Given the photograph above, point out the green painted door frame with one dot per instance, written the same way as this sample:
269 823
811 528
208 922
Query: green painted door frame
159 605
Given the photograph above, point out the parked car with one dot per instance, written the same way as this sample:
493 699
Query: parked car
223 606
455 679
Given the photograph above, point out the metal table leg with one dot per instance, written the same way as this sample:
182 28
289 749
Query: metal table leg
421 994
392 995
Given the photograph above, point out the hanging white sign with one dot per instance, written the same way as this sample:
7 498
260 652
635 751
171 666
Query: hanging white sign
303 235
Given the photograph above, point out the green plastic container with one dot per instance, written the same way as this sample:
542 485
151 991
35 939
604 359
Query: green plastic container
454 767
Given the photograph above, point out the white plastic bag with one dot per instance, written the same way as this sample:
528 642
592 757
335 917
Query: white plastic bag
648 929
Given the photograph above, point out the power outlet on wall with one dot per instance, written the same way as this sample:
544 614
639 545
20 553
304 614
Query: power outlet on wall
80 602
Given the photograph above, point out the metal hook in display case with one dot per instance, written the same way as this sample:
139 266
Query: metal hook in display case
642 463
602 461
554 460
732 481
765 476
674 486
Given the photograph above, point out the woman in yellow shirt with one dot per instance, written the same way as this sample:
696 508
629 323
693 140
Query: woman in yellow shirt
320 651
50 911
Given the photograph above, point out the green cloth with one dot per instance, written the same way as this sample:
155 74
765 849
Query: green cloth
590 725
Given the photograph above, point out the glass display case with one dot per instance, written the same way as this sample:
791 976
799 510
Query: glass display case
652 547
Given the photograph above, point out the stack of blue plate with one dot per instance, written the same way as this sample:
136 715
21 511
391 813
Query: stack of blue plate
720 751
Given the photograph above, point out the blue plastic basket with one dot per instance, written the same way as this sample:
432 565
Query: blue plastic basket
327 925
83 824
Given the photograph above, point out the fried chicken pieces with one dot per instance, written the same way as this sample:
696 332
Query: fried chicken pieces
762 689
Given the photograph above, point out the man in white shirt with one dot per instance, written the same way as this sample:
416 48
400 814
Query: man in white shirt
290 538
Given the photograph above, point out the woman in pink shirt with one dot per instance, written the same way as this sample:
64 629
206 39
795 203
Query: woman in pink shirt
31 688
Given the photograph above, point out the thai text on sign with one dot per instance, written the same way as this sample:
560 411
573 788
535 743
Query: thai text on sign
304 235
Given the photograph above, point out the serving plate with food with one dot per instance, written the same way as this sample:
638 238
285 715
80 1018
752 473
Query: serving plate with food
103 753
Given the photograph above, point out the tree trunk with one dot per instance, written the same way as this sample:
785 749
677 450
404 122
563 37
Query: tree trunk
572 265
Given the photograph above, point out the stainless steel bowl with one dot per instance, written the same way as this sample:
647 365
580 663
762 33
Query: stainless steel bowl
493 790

* * *

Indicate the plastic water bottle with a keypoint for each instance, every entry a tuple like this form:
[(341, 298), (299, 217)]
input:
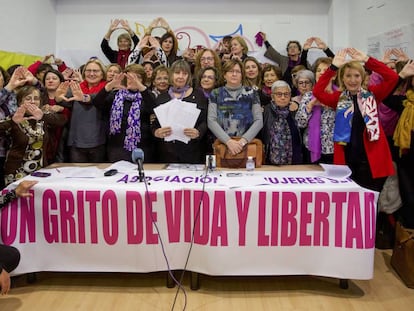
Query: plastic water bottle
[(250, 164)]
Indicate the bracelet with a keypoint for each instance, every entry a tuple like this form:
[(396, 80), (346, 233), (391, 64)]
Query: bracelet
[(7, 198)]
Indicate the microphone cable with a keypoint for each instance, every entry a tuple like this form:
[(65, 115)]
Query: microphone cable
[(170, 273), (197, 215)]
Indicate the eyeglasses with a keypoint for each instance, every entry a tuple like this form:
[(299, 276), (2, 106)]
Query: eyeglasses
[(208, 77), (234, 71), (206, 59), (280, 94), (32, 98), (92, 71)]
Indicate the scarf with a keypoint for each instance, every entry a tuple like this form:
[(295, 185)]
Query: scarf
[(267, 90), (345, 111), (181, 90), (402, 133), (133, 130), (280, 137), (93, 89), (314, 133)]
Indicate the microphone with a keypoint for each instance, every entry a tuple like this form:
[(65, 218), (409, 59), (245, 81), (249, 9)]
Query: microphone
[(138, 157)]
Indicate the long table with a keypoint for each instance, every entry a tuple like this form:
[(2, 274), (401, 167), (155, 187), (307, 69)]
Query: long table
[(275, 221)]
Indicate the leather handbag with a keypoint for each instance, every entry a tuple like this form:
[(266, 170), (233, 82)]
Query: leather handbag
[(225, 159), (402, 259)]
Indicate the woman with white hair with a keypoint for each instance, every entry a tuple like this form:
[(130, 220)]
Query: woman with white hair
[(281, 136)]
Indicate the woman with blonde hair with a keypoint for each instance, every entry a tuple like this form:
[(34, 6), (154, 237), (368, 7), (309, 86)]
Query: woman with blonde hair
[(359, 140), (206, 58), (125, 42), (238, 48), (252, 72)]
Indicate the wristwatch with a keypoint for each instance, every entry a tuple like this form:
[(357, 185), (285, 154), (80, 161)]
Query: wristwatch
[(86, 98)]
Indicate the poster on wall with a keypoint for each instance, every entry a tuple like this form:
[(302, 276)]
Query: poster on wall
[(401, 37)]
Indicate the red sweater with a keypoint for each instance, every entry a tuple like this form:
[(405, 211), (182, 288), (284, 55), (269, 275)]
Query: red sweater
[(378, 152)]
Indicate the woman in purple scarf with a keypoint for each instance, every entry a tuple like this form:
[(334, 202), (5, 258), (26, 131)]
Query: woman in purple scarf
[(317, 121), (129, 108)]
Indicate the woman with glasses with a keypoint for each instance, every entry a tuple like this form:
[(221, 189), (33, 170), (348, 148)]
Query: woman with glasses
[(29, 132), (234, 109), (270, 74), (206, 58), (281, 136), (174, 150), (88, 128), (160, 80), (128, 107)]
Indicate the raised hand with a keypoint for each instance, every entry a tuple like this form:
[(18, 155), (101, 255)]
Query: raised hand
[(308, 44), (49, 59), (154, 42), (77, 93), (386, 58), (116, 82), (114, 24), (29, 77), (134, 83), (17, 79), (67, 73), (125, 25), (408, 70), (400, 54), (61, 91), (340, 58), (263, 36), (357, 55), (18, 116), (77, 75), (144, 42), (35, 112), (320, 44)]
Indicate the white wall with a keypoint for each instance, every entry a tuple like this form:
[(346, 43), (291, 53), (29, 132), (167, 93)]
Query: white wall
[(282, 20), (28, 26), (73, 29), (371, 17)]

---

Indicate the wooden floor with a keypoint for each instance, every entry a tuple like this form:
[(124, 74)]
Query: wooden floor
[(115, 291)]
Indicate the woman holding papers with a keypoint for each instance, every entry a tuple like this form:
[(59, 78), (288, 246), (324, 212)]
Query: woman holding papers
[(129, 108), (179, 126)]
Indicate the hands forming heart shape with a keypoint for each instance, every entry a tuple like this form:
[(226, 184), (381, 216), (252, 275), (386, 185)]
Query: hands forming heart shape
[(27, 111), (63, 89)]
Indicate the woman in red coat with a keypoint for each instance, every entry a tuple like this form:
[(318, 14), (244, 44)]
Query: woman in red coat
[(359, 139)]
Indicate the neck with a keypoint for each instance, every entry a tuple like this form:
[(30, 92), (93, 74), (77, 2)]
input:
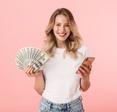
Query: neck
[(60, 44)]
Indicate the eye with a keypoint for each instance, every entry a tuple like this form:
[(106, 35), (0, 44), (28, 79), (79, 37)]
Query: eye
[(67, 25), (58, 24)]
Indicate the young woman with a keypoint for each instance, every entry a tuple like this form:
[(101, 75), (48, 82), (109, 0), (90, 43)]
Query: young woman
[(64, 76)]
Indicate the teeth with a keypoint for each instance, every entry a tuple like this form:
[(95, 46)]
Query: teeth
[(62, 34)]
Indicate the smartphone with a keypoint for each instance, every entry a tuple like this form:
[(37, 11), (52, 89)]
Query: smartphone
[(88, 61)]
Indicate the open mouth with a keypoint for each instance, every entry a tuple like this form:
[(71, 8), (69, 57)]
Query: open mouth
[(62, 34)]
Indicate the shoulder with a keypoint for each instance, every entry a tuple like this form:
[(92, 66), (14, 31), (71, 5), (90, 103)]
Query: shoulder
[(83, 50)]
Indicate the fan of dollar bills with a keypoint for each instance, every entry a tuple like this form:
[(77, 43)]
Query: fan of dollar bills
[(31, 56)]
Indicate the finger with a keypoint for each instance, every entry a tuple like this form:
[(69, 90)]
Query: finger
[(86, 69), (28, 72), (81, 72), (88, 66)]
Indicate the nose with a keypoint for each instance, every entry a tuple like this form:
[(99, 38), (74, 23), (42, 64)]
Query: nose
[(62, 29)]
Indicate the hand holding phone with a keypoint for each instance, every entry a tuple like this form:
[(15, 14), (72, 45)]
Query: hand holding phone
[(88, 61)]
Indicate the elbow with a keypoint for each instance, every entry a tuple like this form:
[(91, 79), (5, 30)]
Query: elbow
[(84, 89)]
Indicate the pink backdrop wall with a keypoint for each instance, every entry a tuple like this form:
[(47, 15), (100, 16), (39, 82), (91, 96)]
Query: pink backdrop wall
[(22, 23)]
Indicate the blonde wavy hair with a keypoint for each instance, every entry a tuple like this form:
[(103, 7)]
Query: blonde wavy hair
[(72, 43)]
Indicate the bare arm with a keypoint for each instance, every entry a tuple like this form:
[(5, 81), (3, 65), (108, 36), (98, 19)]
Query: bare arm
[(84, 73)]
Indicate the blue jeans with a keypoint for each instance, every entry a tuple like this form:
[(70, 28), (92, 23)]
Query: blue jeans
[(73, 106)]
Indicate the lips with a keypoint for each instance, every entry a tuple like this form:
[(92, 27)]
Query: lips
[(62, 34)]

* _GIVEN TASK_:
Quote the data word for word, beginning with the line containing "Indicate the white" and ending with the line containing "[(282, 20), (28, 26), (73, 29), (371, 17)]", both lines included.

* _THE COMPLETED TASK_:
Indicate the white wall with a keypoint for each instance, every entry a tuple like this form:
[(346, 43), (291, 53), (29, 132), (167, 93)]
Query: white wall
[(282, 20), (28, 26), (73, 29), (371, 17)]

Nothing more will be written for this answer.